• [TASK PROMPT]: Exactly the lines below starting at the line with "Question. Locate the green grass" and ending at the line with "Question. Locate the bridge" are wanted, with both ends included. Leave out the pictures and add no other lines.

• [ENTRIES PROVIDED]:
▬▬▬
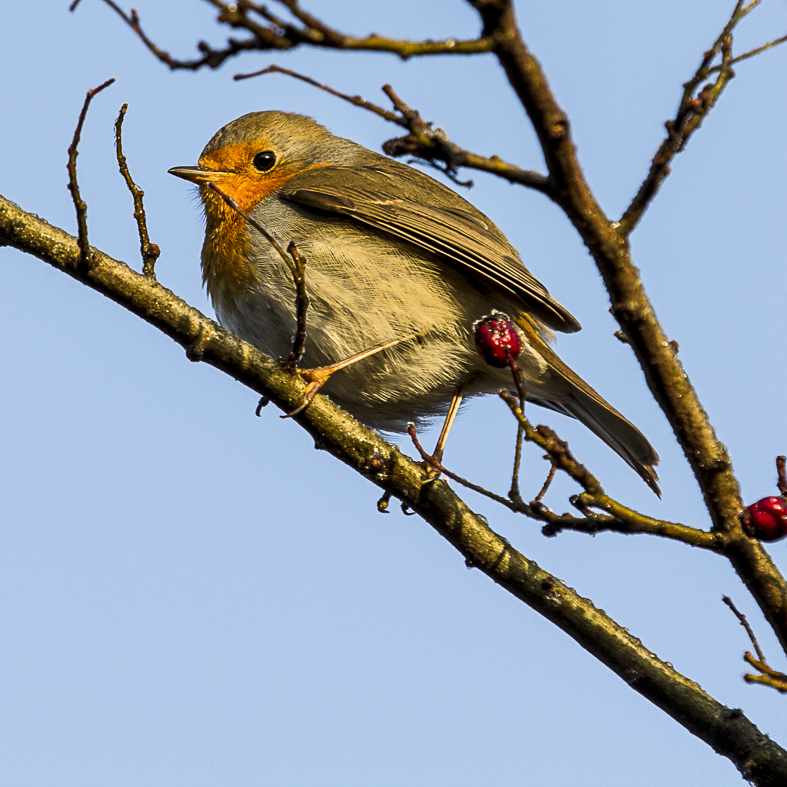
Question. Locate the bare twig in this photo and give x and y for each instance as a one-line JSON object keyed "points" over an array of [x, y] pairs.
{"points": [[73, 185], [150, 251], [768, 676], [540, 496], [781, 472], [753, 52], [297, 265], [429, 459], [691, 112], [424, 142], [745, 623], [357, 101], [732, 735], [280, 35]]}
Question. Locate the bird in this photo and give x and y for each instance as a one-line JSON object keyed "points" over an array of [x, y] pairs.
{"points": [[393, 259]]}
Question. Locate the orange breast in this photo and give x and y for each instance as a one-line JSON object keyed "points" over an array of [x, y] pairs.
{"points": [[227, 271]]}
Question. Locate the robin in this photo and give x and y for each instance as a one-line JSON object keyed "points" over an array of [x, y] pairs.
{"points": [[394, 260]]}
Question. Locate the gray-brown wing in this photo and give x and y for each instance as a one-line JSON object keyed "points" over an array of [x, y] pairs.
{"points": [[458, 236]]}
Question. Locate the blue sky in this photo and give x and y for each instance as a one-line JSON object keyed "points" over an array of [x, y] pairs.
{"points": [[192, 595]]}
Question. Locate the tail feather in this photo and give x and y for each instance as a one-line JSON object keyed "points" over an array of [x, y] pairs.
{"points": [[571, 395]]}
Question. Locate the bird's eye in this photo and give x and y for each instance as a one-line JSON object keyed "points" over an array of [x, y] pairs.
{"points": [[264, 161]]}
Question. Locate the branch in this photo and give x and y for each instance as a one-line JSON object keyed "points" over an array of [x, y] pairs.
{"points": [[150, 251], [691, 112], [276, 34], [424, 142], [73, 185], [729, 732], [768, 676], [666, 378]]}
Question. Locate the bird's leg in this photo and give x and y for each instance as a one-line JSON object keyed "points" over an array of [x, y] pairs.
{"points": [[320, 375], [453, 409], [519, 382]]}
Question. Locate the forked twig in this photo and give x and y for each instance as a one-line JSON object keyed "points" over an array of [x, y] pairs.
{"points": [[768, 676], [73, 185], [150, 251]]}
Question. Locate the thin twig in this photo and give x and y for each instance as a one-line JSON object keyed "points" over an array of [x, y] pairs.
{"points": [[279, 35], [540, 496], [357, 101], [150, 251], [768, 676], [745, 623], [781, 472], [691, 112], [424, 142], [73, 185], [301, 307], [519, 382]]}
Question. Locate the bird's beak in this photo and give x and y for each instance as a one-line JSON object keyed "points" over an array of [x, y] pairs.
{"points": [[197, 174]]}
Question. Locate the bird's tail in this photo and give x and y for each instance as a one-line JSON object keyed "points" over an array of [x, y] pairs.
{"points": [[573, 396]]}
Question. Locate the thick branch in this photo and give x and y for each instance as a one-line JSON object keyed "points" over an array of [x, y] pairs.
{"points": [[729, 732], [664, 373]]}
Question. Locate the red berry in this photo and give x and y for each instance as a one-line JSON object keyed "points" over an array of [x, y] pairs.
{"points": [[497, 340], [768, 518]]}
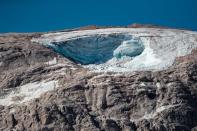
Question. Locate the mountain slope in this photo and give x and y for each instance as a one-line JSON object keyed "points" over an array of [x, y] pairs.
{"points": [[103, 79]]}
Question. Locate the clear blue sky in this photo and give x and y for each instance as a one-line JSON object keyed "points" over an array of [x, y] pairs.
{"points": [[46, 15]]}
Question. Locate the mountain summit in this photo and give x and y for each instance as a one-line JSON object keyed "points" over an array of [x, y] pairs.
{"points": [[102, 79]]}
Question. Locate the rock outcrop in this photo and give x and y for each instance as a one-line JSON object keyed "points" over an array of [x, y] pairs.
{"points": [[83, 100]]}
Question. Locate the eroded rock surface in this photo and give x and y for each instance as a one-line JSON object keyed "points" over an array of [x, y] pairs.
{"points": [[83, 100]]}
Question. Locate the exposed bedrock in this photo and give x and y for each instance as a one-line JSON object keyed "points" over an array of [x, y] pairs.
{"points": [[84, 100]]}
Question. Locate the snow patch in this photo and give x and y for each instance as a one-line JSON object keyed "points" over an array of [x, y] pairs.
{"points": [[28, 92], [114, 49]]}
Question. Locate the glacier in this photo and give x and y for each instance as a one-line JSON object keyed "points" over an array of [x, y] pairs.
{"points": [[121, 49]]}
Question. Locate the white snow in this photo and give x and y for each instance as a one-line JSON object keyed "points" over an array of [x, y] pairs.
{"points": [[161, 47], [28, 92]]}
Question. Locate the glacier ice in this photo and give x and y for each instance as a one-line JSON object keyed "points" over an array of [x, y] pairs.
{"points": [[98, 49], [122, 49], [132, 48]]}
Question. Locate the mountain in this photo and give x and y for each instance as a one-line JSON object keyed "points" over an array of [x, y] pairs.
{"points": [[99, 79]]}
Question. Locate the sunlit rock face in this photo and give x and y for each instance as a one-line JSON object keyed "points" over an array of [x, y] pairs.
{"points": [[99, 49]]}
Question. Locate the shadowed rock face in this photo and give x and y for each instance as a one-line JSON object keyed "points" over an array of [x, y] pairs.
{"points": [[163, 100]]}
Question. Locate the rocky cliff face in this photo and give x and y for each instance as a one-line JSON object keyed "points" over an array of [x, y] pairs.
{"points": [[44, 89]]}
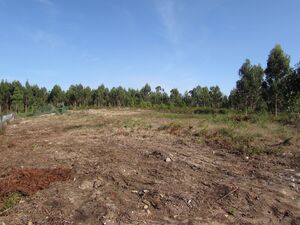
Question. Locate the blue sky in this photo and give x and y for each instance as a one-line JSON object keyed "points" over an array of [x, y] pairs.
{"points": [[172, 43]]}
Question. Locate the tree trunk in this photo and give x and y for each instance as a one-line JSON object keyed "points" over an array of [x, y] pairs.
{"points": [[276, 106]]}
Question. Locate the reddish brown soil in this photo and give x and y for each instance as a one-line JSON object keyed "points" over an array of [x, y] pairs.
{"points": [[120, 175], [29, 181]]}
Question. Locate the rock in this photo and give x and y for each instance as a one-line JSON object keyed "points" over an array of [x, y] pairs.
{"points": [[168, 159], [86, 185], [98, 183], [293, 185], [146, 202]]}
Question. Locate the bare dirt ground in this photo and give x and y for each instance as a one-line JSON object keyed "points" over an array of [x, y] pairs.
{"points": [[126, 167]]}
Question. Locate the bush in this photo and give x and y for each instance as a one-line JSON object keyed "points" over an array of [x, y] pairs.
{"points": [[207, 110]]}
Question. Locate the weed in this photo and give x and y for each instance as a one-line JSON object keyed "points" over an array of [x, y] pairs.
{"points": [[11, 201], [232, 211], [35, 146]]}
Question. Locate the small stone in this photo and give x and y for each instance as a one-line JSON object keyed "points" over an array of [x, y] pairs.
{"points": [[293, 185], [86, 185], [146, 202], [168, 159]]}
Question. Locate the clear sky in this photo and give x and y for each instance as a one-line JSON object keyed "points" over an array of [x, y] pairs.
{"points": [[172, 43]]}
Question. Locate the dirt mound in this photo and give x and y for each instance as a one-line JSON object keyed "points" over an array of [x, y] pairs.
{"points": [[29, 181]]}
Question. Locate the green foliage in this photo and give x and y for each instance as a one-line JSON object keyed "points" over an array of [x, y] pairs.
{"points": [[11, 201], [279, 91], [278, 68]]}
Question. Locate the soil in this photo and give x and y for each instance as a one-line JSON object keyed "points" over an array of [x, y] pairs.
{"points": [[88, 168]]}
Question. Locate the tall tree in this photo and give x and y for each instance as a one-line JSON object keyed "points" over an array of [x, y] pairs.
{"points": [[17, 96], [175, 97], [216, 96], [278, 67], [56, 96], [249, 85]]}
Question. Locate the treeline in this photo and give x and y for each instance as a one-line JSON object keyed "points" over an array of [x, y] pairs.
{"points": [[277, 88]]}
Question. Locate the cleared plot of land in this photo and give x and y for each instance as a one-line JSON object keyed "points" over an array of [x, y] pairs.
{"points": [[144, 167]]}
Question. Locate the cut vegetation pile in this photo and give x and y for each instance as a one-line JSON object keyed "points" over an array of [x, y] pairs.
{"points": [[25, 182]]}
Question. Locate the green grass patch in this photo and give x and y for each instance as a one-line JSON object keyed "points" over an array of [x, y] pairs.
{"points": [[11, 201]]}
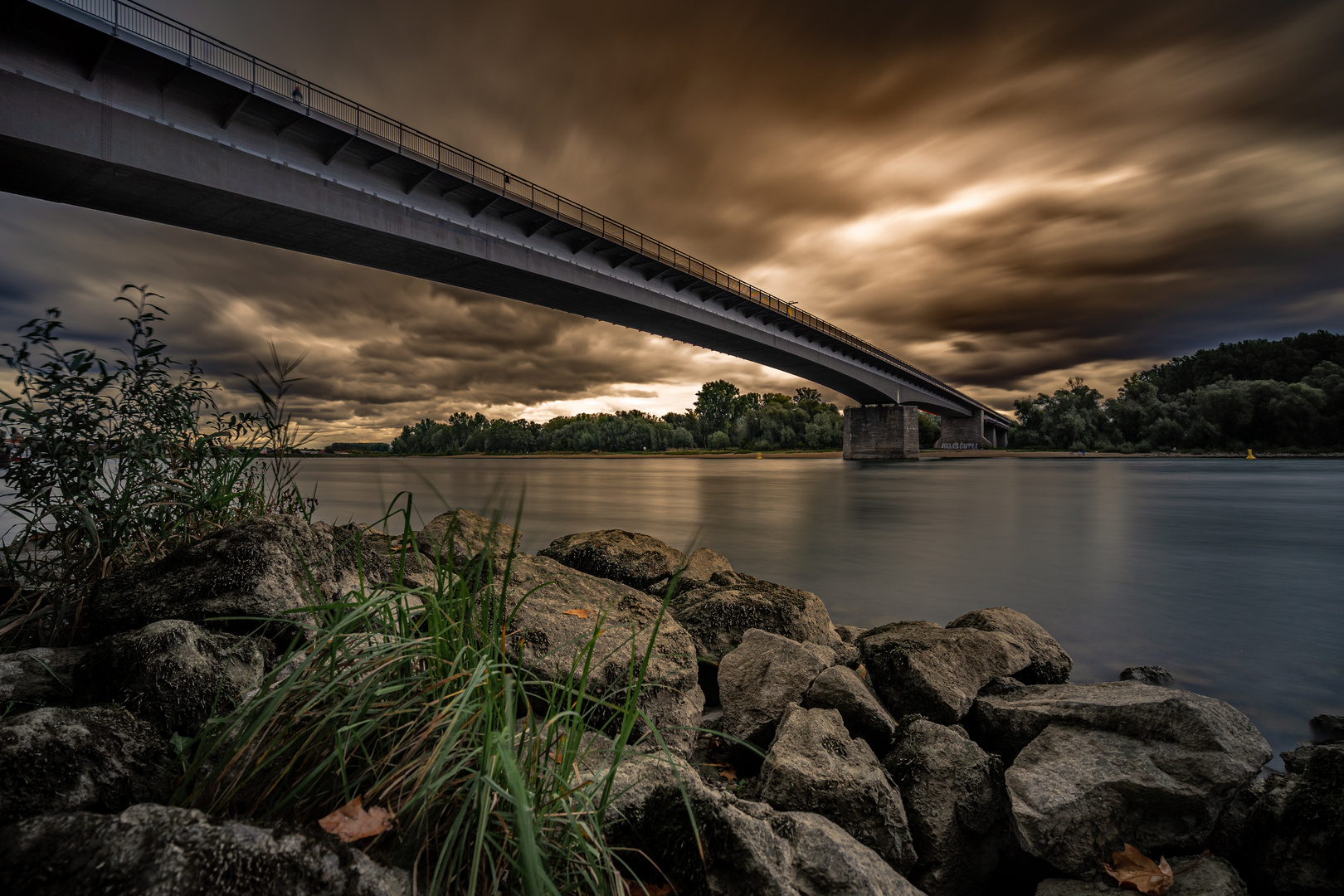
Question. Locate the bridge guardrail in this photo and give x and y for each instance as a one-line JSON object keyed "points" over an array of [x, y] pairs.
▬▬▬
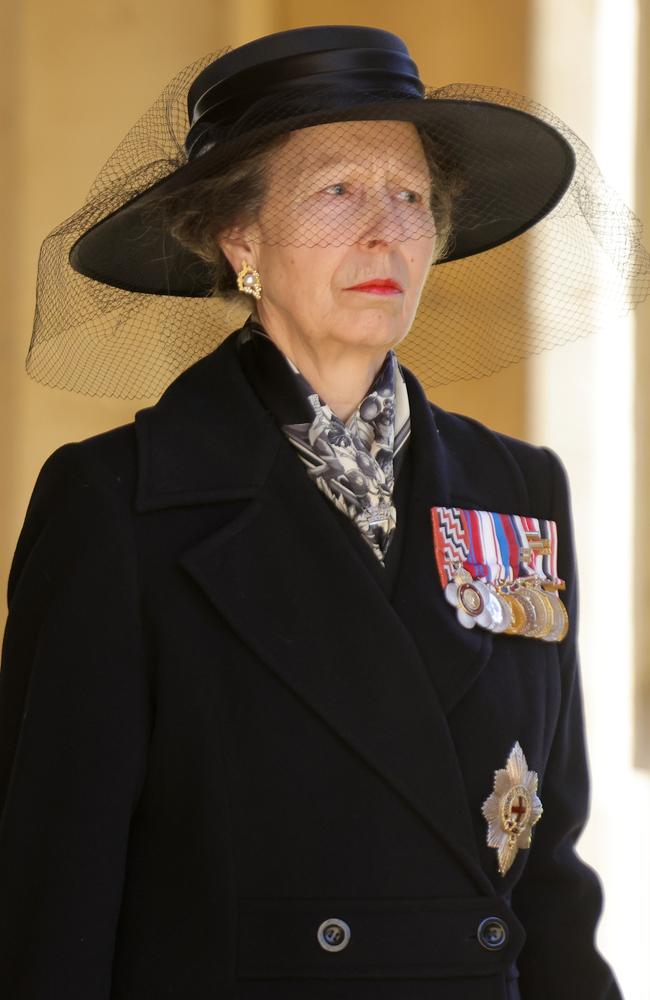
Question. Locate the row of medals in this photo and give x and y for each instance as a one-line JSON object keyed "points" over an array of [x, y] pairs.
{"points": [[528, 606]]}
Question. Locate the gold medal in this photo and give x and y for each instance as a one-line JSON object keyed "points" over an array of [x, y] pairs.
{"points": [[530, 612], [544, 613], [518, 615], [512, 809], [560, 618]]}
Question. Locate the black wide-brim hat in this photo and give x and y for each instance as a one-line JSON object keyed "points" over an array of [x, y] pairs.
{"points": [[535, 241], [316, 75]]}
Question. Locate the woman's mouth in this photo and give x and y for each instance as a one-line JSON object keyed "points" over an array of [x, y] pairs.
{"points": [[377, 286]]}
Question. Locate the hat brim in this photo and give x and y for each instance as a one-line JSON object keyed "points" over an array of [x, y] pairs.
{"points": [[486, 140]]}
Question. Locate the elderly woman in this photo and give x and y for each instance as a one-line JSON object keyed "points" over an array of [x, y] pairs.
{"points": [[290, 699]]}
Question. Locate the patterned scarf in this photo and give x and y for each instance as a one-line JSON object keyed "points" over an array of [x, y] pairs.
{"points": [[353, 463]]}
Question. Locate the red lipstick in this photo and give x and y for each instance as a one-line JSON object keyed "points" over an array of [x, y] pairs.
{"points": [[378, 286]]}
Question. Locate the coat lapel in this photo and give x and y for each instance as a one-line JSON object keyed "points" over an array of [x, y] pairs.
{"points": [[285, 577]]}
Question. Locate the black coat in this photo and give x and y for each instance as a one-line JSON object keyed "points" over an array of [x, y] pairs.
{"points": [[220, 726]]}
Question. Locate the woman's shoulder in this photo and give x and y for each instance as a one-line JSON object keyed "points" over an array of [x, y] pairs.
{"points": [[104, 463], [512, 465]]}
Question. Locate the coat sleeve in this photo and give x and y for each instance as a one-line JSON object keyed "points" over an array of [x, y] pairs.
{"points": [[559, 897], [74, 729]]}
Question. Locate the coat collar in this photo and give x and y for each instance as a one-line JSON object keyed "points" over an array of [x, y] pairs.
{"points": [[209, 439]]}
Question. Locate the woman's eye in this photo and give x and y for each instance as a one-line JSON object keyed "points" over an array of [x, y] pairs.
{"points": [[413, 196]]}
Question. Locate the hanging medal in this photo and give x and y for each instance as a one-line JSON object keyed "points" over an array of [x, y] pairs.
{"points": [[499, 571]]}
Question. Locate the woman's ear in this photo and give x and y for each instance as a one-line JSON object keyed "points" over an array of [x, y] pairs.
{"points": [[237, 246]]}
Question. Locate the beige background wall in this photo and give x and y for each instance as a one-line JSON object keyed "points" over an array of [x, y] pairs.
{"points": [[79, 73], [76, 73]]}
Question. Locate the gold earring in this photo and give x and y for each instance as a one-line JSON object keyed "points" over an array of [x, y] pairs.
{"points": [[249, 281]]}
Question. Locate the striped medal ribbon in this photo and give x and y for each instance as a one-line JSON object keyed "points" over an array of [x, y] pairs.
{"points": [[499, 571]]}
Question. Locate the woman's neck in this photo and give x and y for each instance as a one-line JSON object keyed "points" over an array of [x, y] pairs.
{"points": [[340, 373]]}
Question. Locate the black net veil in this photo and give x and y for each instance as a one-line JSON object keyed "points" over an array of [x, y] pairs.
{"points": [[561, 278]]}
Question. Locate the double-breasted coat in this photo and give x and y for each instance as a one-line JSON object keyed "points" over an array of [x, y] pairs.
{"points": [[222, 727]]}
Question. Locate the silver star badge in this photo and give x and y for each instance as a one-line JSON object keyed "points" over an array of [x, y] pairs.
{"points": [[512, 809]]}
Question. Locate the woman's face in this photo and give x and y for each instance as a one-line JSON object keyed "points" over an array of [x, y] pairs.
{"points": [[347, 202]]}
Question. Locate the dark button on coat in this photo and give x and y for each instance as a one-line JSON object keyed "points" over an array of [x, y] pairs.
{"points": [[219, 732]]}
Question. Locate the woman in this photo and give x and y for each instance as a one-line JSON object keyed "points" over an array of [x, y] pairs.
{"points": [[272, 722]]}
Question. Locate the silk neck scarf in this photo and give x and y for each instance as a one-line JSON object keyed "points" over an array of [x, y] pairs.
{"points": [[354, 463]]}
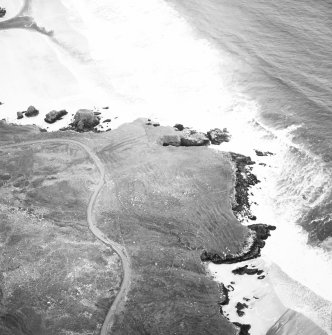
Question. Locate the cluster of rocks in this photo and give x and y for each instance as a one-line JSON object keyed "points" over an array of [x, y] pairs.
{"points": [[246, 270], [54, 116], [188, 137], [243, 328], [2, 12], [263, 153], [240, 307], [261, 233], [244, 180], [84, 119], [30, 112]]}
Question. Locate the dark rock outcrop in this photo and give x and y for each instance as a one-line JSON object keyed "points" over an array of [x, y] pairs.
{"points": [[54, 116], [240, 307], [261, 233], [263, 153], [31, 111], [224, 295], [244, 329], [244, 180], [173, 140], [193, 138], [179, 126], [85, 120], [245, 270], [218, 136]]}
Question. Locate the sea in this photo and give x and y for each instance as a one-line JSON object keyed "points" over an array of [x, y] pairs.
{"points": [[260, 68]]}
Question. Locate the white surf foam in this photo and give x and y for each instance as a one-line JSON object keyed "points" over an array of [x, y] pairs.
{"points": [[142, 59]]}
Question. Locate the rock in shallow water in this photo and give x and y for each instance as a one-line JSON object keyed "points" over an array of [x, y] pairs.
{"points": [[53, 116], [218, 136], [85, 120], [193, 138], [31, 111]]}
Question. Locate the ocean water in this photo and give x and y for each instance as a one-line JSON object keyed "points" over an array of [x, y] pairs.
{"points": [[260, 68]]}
▬▬▬
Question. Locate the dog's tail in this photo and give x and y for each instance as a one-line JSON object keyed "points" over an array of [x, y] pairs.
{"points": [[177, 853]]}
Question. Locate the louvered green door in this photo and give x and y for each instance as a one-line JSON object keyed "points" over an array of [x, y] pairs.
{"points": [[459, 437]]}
▬▬▬
• [ANSWER SECTION]:
Question. Locate the green grass patch in this photo and give x and y for each instance as a one-line JSON object keyed "points" over an array of [x, y] pairs.
{"points": [[11, 201]]}
Question. Locate the bridge guardrail in this photo and give x and y for each instance as a one-line JSON object keyed "points" over an array of [x, y] pairs.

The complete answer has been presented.